# start of DATA LINES

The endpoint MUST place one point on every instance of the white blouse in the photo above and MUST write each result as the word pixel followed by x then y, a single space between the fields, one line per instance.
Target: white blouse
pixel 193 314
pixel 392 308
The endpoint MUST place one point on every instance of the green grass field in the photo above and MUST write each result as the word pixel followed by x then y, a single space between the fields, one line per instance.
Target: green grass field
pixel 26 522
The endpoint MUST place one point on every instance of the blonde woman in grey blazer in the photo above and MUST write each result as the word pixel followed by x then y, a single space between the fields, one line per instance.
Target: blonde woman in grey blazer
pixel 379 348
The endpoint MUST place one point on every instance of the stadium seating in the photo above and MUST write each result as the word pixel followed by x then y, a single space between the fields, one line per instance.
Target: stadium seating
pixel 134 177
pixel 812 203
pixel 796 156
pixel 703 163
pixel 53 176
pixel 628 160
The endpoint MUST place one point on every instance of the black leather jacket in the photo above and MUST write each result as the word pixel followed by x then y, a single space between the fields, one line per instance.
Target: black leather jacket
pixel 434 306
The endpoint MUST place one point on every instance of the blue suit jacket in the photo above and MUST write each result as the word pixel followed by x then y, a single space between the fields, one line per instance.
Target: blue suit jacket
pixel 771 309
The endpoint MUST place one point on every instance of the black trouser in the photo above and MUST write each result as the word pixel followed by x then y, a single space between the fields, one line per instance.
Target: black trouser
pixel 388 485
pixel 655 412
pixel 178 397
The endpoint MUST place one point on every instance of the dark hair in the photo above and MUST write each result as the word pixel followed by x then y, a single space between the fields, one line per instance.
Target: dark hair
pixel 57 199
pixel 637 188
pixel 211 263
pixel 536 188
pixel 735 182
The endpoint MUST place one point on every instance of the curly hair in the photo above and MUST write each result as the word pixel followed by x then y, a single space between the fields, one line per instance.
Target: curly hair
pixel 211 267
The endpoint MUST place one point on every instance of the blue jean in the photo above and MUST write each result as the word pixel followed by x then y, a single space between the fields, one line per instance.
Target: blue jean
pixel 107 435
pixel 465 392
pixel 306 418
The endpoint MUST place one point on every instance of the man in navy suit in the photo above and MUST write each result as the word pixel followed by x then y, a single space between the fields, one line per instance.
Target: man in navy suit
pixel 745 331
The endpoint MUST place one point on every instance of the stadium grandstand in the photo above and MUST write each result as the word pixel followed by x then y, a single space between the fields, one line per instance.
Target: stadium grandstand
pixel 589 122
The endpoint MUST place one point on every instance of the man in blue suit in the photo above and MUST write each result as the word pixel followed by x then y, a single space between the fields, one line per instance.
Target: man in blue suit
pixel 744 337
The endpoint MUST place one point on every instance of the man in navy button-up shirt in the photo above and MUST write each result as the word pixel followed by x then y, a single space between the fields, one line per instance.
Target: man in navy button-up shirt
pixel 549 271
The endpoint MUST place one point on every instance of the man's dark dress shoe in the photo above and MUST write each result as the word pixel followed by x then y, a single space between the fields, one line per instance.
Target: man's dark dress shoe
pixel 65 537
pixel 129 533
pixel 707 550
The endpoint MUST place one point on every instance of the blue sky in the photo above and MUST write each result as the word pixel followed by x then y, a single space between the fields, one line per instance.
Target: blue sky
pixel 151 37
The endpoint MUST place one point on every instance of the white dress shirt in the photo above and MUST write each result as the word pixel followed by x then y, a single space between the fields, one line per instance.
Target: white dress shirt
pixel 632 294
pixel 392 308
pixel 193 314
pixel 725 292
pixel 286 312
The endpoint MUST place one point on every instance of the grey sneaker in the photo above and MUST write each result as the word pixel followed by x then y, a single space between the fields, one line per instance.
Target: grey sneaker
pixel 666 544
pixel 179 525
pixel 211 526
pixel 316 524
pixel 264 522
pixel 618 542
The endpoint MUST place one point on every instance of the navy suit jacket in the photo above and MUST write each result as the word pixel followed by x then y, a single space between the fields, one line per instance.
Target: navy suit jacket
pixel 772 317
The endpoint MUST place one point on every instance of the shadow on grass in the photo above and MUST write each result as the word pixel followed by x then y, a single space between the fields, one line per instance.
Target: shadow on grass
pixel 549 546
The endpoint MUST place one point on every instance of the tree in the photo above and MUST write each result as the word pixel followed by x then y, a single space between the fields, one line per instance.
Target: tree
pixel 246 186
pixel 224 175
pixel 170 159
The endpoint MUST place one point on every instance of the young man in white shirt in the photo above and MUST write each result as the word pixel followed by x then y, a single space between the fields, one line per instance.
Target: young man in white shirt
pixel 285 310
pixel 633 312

# end of DATA LINES
# start of DATA LINES

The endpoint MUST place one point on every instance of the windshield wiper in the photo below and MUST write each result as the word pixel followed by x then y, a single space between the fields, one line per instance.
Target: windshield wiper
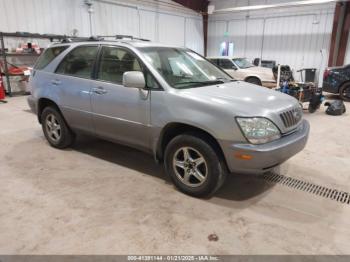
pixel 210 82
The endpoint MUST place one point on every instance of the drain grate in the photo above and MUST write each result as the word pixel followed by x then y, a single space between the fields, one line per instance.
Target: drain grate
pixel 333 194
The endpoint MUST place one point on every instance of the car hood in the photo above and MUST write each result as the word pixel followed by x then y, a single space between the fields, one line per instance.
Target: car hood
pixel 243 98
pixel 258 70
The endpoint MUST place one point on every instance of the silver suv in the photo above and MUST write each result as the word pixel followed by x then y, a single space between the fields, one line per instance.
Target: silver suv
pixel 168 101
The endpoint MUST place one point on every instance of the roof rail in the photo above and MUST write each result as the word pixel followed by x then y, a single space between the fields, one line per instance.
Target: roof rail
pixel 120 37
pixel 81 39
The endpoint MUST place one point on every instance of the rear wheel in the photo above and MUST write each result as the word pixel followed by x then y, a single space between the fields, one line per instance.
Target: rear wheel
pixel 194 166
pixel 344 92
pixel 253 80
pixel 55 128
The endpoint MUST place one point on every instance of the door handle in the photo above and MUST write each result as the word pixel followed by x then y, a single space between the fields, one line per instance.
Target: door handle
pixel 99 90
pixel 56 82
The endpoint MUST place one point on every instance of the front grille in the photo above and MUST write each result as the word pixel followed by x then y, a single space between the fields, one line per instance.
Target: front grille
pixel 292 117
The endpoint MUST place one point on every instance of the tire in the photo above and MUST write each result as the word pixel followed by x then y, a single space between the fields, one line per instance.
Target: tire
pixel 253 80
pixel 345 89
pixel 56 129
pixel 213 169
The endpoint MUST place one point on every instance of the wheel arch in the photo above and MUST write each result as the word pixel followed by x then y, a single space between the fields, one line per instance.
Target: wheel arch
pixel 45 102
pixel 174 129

# end of DATA LINES
# start of DATA LINES

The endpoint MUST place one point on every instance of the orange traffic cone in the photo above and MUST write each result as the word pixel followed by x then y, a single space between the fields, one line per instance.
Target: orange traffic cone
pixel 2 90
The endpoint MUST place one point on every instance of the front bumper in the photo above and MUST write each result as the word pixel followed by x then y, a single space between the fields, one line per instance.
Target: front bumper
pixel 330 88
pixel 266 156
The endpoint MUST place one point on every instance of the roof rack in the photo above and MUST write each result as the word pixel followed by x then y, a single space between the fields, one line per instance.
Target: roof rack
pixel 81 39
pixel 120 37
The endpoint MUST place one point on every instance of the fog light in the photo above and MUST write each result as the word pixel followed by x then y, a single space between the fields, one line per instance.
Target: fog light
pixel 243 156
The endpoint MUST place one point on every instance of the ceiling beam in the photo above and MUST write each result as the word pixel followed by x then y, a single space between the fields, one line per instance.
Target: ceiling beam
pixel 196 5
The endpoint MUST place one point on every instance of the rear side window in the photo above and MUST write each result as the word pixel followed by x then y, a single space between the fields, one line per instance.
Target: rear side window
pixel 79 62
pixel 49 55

# end of DATA LINES

### [AIM]
Please copy the stretch of the items above from the line containing "of the tire" through the line containing "pixel 213 169", both of those lines included, reproducing each line word for word.

### [FINISHED TASK]
The endpoint MUST place one point on every instance of the tire in the photo above and MUST write each result as the word pixel followed by x then y, a single space between the fields, one line per instance.
Target: tire
pixel 253 80
pixel 345 89
pixel 56 129
pixel 213 169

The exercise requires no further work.